» **Provided passage**
━━━━━━━━━━━━━━━━
From where I live, it takes me two hours to reach the Northern Beaches. But, a blog about suburban Sydney must include these wonderful seaside suburbs. To make the journey more pleasurable, I’ll get the ferry to Manly and walk through Manly (touristy and not a high priority for me) to Freshwater. Apart from Freshwater Beach, there is a heritage trail there that that I’m keen to explore.
As the ferry passes Garden Island, I reminisce about one of my first suburban discoveries. I alighted at Garden Island and explored the museum and enjoyed the stunning views. In Manly I look for somewhere for breakfast. Café Moustache is a little hole in the wall with a few small tables in an arcade. When my generous bowl of muesli, yoghurt and honey with fruit arrives I am pleased I stopped here. The meal is beautifully presented and delicious.
The path along the beach is relatively busy for a weekday. A group of mums with babies in strollers are finishing off an exercise class. Dog walkers stop and greet each other. Tourists pose for photographs or remove their shoes and set off across the sand to test the water.
━━━━━━━━━━━━━━━━
» **Exercise instructions**
1/ According to the Northern Beaches post, what does the writer have for breakfast at Café Moustache?
2/ Please repeat, word for word, the stretch of the Northern Beaches post from "The path along" through "test the water.".
━━━━━━━━━━━━━━━━
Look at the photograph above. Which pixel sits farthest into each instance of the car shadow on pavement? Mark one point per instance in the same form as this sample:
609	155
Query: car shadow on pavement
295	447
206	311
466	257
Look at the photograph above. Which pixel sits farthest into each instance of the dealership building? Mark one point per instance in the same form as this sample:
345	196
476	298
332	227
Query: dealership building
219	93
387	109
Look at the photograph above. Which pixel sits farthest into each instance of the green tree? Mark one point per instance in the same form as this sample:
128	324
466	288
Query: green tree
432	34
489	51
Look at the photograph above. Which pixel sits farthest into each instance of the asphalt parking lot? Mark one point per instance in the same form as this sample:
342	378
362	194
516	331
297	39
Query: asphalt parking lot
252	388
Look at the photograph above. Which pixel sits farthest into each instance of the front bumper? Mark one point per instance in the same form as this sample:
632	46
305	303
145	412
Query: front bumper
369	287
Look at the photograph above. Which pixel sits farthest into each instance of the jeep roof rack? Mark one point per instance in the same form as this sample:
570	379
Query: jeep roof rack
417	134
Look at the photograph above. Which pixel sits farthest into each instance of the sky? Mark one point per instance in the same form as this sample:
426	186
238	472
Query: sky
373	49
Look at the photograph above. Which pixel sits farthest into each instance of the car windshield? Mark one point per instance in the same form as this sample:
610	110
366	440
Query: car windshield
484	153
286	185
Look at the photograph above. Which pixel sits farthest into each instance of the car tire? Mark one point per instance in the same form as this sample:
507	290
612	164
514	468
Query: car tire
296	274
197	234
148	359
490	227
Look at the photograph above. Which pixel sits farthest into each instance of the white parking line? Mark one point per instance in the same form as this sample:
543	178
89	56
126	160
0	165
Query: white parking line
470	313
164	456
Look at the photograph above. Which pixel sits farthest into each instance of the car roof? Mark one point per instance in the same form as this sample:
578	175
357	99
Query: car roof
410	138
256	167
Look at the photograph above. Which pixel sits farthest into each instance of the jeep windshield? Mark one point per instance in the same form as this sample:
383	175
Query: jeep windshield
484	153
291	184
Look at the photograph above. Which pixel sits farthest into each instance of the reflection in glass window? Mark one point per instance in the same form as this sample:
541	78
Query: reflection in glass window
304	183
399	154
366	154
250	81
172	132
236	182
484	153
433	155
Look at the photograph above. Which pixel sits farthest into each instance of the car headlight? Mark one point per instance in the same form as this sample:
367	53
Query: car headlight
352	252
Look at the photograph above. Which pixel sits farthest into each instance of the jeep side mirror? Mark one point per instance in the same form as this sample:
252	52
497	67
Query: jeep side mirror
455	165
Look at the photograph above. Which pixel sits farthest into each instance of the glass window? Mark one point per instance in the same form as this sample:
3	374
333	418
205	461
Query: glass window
━━━━━━━━━━━━━━━━
» **Answer list**
1/ A bowl of muesli, yoghurt and honey with fruit.

2/
The path along the beach is relatively busy for a weekday. A group of mums with babies in strollers are finishing off an exercise class. Dog walkers stop and greet each other. Tourists pose for photographs or remove their shoes and set off across the sand to test the water.